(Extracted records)
((

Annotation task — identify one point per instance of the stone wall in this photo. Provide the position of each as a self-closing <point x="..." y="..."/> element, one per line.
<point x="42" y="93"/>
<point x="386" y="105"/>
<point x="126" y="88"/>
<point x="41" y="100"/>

))

* **Instructions for the task**
Rewrite the listing, replacing "stone wall" with "brick wall" and keeping every other character the same.

* **Exercise result**
Annotation task — identify one point per instance of the brick wall in this photo. Provide the position of each as a self-closing <point x="..." y="..."/> element, one per line.
<point x="42" y="93"/>
<point x="386" y="105"/>
<point x="126" y="88"/>
<point x="41" y="100"/>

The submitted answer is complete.